* Pasaje citado *
<<<<
El poeta alucina con
cierto aire metafísico comprometido con la circunstancia.
La mudez del objeto
La segunda parte del
libro, Poemas sin objeto, está
conformada por poemas quietos en una prosa poética recortada en forma de
alejandrinos y encabalgamientos que nos dejan casi sin aliento, o que en todo
caso, reclaman estar en un libro de cuentos. En esta segunda parte hay un aire
de los Poemas Burgueses, otro libro de Hernández, donde el poeta este se burla del poder y sus rigores
dialecticos, para escribir, en medio de la grandilocuencia de los ministros y
verdugos, un poema a las galletas oreo.
Sin embargo, la actitud
del poeta sigue siendo la misma: El desenfado y la cortesía.
Estos poemas son poemas
a las abstracciones, poemas materialistas dedicados a la sombra, a la luz, a la
penumbra, a la orilla, al silencio, a los pasos, al sueño, a la altura, a la
hondura, todas ellas entidades que tienen una vida en el mundo real, en el
mundo psicológico y en el mundo del lenguaje.
Aquí, las cosas parten
de lo inasible, la ilusión, la ilusión de un gobierno de las cosas, la ilusión
de los días, la ilusión del destino que, según Alberto Hernández, “sabe a fruta
de otro planeta”.
>>>>
* Consigna A *
Según el pasaje citado, ¿por qué los poemas dedicados a las abstracciones se califican de materialistas? Responde en una a tres oraciones.
* Consigna B *
Prosigue el pasaje citado sobre Poemas sin objeto a partir de su última oración.
Las entradas no intervienen en nada de esto.

* Datos suministrados *
<<<<
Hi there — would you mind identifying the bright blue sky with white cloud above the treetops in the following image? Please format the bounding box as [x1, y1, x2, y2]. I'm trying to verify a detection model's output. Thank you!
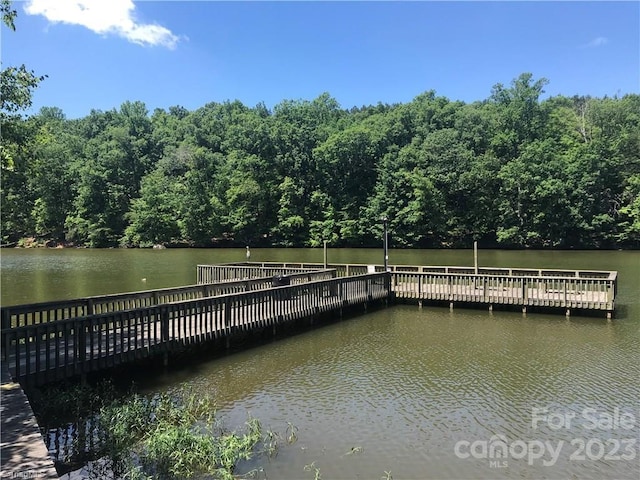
>>>>
<<<<
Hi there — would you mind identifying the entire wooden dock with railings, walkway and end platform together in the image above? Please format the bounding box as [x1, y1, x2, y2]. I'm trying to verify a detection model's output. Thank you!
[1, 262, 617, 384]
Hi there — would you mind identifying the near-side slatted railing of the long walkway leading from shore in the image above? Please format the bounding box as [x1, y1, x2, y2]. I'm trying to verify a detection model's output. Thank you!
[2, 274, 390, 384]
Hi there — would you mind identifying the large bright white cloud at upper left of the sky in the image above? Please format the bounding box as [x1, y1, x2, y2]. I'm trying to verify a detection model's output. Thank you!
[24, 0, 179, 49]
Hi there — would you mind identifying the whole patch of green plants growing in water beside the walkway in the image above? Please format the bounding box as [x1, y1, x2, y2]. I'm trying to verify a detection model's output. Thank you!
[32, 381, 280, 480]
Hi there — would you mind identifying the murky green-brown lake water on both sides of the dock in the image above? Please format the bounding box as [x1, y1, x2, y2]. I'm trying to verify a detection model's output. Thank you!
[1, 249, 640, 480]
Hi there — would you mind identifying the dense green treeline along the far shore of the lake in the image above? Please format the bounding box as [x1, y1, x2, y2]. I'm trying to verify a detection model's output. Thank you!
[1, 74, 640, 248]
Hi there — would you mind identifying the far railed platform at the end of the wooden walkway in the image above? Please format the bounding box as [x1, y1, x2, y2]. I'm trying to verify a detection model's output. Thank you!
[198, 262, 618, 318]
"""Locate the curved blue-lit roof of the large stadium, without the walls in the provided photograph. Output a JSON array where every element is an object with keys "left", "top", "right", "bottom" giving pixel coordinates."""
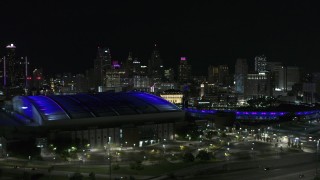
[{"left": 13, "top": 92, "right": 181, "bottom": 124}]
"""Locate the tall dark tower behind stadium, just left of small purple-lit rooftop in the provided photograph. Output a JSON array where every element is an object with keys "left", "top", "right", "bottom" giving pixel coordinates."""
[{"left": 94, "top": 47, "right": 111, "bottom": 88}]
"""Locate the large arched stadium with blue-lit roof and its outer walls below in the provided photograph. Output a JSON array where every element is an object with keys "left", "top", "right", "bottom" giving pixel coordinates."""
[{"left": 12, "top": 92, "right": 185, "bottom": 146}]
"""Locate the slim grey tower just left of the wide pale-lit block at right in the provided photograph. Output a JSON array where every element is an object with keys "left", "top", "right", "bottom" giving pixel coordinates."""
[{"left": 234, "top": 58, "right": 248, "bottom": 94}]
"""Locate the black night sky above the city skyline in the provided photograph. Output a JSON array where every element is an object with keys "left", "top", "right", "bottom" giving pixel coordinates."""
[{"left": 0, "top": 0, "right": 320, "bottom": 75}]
>>>>
<<<<
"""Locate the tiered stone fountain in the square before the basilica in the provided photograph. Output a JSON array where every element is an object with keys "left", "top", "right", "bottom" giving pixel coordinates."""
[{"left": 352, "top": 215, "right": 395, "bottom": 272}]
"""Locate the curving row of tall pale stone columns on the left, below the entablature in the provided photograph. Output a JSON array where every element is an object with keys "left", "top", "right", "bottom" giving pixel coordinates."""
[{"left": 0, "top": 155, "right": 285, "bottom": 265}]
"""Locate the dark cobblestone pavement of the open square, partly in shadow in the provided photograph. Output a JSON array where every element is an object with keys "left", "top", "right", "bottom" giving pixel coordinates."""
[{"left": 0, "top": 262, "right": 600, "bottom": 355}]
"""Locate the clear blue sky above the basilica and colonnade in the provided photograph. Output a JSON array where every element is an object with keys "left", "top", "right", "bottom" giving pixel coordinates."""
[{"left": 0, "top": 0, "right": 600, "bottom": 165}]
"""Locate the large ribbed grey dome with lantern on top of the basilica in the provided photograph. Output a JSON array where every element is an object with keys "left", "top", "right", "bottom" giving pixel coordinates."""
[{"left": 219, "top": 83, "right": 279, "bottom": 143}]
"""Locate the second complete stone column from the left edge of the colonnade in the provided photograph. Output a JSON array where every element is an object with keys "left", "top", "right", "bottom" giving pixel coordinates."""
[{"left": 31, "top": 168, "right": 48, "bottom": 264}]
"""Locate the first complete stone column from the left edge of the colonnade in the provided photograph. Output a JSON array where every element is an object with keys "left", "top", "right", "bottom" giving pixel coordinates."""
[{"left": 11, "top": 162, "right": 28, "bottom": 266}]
>>>>
* Respuesta A *
Porque las abstracciones a las que están dedicados (la sombra, la luz, la penumbra, la orilla, el silencio, los pasos, el sueño, la altura y la hondura) son entidades que tienen una vida en el mundo real, en el mundo psicológico y en el mundo del lenguaje.

* Respuesta B *
Esta sensación de lo
inasible, la mudez del objeto, es la realidad del poeta. La poesía es una incapacidad
de hablar con las cosas y Alberto Hernández, en esta segunda parte del libro,
transforma esa incapacidad en reflexión sobre la pasión, la eternidad, el
olvido y los recuerdos. En esas reflexiones impera cierto buen humor y con ese
buen humor confronta la mudez del objeto hasta que este habla y calla.
Así se nos describe una
batalla cotidiana contra el gel para el cabello y contra todos los demás
enemigos de la pupila.
El espíritu y el
encierro
Al final de la primera
parte de este libro ya sabemos que el poeta vive en un edificio.
Alberto Hernández mira
al techo de su apartamento y dice (o escribe) “Se vive bajo un cielo portátil”.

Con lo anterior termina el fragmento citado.